Reproduce verbatim only the lines from the one containing "If you could tag each instance of the crenellated" through the last line below, both included.

++++++++++++++++++++

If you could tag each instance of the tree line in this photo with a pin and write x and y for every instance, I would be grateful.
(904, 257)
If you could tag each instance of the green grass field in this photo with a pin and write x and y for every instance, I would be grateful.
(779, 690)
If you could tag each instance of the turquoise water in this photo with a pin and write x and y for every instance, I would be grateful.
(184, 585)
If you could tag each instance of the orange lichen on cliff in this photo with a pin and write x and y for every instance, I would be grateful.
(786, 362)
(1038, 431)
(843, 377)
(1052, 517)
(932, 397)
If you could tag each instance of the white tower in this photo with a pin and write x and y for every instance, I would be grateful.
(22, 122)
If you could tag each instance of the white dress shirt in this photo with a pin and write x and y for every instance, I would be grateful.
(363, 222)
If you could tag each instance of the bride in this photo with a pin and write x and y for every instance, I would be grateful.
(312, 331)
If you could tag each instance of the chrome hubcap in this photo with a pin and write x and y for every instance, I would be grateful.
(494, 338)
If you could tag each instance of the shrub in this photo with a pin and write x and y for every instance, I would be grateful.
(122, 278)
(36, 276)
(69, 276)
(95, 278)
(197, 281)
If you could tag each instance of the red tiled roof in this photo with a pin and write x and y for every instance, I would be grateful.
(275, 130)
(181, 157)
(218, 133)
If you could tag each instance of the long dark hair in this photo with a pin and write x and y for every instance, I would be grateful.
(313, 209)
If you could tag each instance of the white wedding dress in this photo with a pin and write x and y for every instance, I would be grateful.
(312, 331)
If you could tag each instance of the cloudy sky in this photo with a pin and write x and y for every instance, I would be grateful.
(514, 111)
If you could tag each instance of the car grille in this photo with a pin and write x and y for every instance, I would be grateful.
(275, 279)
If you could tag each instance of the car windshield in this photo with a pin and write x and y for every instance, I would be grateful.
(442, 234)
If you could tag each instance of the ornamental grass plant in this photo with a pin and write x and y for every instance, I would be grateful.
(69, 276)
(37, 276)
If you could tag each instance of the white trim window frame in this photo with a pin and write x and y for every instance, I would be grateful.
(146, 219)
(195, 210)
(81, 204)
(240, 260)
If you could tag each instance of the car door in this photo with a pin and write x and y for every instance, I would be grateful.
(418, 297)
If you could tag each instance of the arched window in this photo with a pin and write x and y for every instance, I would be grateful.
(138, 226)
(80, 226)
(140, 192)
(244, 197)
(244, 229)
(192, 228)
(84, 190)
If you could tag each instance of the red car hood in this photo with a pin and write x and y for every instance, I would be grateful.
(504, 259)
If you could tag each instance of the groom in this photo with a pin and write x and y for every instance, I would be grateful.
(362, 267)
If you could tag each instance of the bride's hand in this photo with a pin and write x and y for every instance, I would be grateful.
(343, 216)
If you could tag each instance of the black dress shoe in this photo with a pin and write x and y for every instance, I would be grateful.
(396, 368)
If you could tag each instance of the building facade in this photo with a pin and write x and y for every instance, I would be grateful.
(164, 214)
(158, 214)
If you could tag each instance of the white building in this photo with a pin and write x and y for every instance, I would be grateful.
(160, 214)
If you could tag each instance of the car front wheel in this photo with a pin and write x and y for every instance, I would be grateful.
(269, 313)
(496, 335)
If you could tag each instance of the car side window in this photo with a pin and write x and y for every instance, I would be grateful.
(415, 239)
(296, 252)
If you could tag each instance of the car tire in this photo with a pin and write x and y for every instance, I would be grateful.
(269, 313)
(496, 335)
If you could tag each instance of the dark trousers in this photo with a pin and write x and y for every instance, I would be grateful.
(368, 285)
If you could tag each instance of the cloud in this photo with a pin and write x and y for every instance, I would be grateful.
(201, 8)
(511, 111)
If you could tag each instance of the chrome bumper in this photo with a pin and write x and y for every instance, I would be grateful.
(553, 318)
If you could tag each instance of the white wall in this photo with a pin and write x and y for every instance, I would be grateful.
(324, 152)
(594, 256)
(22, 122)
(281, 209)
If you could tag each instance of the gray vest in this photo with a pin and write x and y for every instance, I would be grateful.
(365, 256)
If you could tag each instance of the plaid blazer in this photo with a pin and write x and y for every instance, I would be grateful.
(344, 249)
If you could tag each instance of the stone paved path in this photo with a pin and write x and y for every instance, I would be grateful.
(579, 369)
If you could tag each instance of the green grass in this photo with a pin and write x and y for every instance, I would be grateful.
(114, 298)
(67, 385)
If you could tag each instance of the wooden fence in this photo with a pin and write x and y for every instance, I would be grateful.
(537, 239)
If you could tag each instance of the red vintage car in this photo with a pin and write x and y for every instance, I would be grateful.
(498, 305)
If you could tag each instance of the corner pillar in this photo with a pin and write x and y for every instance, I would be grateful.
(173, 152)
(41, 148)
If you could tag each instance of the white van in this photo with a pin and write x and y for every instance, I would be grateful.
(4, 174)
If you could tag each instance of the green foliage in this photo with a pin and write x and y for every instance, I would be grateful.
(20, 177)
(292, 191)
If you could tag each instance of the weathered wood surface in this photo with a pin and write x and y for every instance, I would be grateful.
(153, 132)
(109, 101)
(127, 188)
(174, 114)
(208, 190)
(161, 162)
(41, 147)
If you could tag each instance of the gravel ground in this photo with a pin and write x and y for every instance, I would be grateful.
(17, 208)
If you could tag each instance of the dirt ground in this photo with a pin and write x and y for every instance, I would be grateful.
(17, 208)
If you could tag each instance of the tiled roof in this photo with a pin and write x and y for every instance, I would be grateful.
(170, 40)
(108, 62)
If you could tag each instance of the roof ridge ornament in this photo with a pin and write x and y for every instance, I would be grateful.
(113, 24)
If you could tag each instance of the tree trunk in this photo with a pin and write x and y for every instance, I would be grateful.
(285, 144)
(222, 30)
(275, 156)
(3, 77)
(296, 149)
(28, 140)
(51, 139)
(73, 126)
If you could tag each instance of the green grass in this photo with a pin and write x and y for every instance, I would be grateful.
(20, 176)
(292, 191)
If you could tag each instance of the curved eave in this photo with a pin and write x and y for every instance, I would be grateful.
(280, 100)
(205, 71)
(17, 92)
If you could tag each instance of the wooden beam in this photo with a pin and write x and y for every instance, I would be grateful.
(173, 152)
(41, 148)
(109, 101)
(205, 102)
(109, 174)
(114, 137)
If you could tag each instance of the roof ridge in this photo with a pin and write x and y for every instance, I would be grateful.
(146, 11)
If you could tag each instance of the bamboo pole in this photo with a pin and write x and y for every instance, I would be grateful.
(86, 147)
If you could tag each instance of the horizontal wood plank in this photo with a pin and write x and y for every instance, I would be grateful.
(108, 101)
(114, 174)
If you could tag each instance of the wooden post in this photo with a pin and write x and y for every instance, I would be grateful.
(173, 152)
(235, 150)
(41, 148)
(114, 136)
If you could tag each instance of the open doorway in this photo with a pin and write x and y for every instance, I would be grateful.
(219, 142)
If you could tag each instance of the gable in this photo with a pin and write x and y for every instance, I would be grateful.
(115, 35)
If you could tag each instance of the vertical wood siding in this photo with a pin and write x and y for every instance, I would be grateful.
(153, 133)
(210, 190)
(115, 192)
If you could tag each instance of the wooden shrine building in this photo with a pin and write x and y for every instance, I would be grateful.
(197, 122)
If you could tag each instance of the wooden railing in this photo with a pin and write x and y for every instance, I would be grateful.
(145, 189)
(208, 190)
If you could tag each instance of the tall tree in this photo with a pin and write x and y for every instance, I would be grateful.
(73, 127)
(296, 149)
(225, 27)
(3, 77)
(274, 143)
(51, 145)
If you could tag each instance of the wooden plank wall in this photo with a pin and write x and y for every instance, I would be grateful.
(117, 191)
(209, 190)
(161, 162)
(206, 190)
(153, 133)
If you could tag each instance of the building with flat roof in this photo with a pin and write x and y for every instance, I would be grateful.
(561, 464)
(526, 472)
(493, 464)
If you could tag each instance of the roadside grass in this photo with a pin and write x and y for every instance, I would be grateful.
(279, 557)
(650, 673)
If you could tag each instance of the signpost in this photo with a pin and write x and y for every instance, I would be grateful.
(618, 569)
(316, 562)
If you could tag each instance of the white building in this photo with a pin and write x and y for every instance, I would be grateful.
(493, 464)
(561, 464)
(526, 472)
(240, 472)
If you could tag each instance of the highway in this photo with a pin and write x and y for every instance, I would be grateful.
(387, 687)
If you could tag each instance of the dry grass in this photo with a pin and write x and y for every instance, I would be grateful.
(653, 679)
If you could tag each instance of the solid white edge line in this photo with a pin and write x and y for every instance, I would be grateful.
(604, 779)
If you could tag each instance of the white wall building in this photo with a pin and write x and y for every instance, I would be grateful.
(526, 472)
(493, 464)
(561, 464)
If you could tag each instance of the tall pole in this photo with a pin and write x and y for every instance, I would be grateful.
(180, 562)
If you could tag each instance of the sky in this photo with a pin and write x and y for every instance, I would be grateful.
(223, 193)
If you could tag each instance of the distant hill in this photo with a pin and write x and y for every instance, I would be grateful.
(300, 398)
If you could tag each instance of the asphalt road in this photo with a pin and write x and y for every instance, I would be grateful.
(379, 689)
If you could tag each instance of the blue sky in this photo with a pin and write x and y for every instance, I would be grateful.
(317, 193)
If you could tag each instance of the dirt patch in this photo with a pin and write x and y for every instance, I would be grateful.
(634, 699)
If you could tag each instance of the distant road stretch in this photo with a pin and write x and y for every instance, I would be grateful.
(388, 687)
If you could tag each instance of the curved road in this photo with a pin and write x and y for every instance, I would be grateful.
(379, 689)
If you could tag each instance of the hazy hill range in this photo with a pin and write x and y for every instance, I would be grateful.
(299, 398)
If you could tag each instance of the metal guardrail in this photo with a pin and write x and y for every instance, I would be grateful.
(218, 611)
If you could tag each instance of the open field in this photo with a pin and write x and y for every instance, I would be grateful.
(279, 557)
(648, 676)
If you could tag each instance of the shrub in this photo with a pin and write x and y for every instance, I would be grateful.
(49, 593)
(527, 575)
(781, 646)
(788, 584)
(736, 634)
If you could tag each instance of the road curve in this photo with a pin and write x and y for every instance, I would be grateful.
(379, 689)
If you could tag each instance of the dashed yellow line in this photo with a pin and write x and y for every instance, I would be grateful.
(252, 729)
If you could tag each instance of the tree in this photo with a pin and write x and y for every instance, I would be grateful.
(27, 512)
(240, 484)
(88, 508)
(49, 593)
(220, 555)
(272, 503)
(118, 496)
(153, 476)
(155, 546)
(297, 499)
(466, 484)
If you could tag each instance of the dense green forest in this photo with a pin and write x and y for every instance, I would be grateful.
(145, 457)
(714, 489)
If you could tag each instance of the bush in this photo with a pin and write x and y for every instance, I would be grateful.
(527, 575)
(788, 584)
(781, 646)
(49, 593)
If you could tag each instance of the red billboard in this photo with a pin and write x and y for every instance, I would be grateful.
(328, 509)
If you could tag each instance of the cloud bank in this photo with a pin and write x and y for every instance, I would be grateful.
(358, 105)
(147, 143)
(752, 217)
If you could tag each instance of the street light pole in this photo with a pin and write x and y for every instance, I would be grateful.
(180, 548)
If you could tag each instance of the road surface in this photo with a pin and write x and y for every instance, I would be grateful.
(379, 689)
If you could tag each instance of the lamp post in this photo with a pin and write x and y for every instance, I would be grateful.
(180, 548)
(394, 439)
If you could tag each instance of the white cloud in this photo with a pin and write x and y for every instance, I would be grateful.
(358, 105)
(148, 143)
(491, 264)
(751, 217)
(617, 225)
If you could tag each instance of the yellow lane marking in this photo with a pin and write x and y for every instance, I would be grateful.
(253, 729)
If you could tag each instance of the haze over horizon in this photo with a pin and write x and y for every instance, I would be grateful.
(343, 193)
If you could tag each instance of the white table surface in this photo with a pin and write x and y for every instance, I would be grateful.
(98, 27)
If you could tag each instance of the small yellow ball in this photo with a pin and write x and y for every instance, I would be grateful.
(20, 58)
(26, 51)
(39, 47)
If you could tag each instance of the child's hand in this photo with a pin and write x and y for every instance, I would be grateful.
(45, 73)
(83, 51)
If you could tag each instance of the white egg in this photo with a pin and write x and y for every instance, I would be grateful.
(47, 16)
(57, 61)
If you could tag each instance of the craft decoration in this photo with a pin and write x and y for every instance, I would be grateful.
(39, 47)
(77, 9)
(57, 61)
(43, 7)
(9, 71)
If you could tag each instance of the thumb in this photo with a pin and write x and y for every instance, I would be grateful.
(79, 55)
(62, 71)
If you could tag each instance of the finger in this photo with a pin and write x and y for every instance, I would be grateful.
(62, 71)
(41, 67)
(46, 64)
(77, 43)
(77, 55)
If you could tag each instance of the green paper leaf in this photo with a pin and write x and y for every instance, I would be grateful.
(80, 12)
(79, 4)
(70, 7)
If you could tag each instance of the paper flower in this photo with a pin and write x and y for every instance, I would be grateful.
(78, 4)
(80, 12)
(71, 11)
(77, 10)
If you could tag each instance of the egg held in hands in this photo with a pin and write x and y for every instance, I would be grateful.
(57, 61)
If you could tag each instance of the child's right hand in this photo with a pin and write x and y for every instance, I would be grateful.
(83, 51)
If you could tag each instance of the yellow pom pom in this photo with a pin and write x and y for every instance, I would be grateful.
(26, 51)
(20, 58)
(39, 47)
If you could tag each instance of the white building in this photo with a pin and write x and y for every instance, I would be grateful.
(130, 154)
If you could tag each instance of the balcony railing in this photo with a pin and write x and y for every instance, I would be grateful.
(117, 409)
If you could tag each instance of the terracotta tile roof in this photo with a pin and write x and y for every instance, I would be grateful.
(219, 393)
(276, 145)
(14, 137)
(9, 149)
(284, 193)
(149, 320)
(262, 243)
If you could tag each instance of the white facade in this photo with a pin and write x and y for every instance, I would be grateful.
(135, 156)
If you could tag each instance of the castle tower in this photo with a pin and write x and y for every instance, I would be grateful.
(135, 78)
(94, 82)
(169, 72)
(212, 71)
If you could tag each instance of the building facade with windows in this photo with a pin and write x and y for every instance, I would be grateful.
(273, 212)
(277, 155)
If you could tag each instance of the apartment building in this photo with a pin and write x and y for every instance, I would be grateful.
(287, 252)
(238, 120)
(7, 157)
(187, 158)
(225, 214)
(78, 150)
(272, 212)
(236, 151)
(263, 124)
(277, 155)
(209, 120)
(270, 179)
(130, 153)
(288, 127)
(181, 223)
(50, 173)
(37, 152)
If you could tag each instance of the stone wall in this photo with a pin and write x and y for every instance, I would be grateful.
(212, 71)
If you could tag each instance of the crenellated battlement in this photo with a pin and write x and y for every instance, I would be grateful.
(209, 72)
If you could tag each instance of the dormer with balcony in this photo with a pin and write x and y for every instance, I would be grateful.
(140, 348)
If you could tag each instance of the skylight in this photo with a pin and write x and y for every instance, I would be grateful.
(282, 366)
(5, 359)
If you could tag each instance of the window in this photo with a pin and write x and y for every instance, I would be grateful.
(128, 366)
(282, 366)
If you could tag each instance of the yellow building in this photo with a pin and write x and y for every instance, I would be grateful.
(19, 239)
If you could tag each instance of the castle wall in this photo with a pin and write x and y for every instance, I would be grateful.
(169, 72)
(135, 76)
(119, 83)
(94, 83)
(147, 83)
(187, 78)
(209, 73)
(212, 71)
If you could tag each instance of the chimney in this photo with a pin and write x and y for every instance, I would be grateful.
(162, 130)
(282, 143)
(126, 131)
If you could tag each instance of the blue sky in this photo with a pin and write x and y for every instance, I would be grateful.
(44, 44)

++++++++++++++++++++

- ANSWER TO THIS TASK
If you could tag each instance of the crenellated battlement in this photo with a pin and write x and y for every instance, I would be grateful.
(209, 72)
If you could tag each instance of the dormer with balcony in this photo with a pin and write x and y for every instance, I would be grateful.
(140, 348)
If you could tag each instance of the skylight in this photo with a pin and write x and y for every instance, I would be grateful.
(282, 366)
(5, 359)
If you could tag each instance of the window in this photo with a pin and write x and y for every instance, I would be grateful.
(128, 366)
(282, 366)
If you could tag each instance of the yellow building in this photo with a pin and write x and y for every instance, I would be grateful.
(19, 239)
If you could tag each instance of the castle wall in this photo with a pin and write x and y for every instance, I would be grateful.
(169, 72)
(135, 76)
(119, 83)
(94, 83)
(147, 83)
(187, 78)
(209, 73)
(212, 71)
If you could tag each instance of the chimney in this photo with a pin and write x and y for every instance, I would be grateful.
(162, 130)
(282, 143)
(126, 131)
If you could tag each instance of the blue sky in this photo with a pin and write x and y for every instance, I would be grateful.
(44, 44)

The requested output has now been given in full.